#### [What to work on]
Restate the entries word for word, omitting nothing.

━━━━━━━━━━━━━━━━━━━━━━━━━━━━━━

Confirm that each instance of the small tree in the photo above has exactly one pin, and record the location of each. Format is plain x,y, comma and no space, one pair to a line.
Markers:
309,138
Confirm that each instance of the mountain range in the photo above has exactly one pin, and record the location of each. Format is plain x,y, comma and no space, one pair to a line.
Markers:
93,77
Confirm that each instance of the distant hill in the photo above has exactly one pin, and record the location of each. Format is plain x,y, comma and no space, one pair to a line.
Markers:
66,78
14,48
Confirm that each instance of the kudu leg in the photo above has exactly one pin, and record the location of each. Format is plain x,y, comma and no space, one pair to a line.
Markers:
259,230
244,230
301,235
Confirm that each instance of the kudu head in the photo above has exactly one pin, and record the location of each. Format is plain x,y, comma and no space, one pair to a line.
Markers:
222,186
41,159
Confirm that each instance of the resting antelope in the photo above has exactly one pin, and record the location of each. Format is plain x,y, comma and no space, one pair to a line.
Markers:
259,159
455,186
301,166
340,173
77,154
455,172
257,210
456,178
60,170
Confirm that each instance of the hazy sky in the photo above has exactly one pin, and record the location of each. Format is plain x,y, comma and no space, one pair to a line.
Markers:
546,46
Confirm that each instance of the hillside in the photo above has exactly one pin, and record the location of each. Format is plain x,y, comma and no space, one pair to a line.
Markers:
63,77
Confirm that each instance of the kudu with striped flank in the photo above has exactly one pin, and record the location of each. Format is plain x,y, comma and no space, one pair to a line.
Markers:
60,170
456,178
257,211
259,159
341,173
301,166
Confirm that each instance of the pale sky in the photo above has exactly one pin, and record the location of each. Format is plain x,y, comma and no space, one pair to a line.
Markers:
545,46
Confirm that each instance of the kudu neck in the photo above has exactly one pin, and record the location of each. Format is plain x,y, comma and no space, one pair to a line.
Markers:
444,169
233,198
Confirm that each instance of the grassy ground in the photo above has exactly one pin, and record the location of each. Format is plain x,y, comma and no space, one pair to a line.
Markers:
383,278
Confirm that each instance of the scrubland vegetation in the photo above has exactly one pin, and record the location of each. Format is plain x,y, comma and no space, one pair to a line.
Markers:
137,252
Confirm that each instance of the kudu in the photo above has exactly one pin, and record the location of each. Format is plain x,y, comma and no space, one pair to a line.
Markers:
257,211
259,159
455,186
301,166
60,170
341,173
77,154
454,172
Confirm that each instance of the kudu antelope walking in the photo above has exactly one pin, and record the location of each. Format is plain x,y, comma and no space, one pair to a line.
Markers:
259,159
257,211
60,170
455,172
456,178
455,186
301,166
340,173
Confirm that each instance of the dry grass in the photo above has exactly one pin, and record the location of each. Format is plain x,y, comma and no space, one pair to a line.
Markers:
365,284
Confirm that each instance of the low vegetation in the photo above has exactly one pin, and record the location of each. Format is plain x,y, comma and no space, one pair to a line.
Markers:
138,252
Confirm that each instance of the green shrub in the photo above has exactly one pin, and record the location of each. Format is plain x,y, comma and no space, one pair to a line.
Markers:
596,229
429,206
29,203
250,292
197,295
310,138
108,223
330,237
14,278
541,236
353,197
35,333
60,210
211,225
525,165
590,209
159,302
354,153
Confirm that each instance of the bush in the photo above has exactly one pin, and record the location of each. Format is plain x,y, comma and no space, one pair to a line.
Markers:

━━━━━━━━━━━━━━━━━━━━━━━━━━━━━━

#### [Answer to this exercise]
Confirm that each instance of the small tree in the photo above has exactly one pin, and record the location of each. Format is plain x,y, comma and no space, one pair to a line.
Markers:
309,138
Confirm that each instance of the mountain range in the photo above has exactly one pin, and record the location of each. Format is plain x,y, comma and no space, one pair to a line.
Markers:
93,77
Confirm that each instance of the distant hill in the photo above has exactly one pin, and record the location of each. Format is plain x,y, comma and no space, one pair to a line.
Markers:
66,78
14,48
Confirm that each instance of the kudu leg in the photo above has exactly one pin, and record the location of each. Format is plain x,y, comma and no space, one pair to a line.
Markers:
259,230
244,230
301,235
Confirm that each instance of the kudu head in the photo above has exactly one pin, and record the location of each. Format is plain x,y, comma and no space, one pair to a line.
Markers:
222,186
41,159
Confirm that each instance of the resting antelope in the photo above has exactly one pin, and record the location of each. Format is plain x,y, comma and no space, one pair to a line.
Markers:
259,159
455,186
301,166
340,173
77,154
455,172
257,210
456,178
60,170
Confirm that each instance of the hazy sky in the photo above has exactly one pin, and record the location of each. Format is plain x,y, comma and no space, one pair to a line.
Markers:
546,46
Confirm that each instance of the hillside in the photo above has exactly one pin, and record the location of each. Format is plain x,y, comma and no space, one pair to a line.
Markers:
63,77
Confirm that each instance of the kudu with striped flank in the photo above has exactly one pin, and record the location of each. Format is plain x,y, comma and no space, one pair to a line.
Markers:
60,170
456,178
257,211
259,159
341,173
301,166
Confirm that each instance of the pale sky in the photo above has exactly one pin, and record the location of each. Format is plain x,y, comma and no space, one pair to a line.
Markers:
545,46
Confirm that each instance of the kudu neck in the photo above has exactly one pin, and record the location of each. Format is plain x,y, comma and no space, one pair to a line.
Markers:
444,169
233,198
Confirm that each instance of the grassy ground in the photo above has exactly one pin, and record the location of each. Format is plain x,y, comma and no space, one pair to a line.
Markers:
383,278
Confirm that each instance of the scrubland vegetation in the photo above has exactly one pin, and record the location of each. Format is plain x,y, comma and no space, one pair to a line.
Markers:
137,252
Confirm that each instance of the kudu in the photo above has exactly one pin, and record the location of each. Format is plain x,y, comma and no space, one pair to a line.
Markers:
257,211
259,159
455,186
301,166
60,170
341,173
77,154
454,172
Confirm that each instance of the kudu antelope walking in the photo above has exactly one pin, and record the location of each. Format is plain x,y, comma and no space, one pair to a line.
Markers:
259,159
257,211
60,170
455,172
456,178
455,186
301,166
340,173
Confirm that each instance of the dry grass in the photo above has exactly one pin, and record the location of each. Format is plain x,y, comma and no space, one pair to a line.
Markers:
365,284
Confirm that each instance of the low vegetation in the photo above has exactly one pin, and record the location of each. Format is plain x,y, comma and no space, one pair to a line.
Markers:
138,252
Confirm that each instance of the green shrub in the photo above has exactly one pin, and record the location of each. Format is plain x,y, comma and no space, one pair to a line.
Markers:
596,229
429,206
29,203
250,292
197,295
310,138
108,223
330,237
14,278
541,236
353,197
35,333
60,210
211,225
525,165
590,209
159,302
354,153
Confirm that each instance of the bush in the photo above has exactly one pin, and record the location of each. Format is plain x,y, comma and no space, one pair to a line.
Markers:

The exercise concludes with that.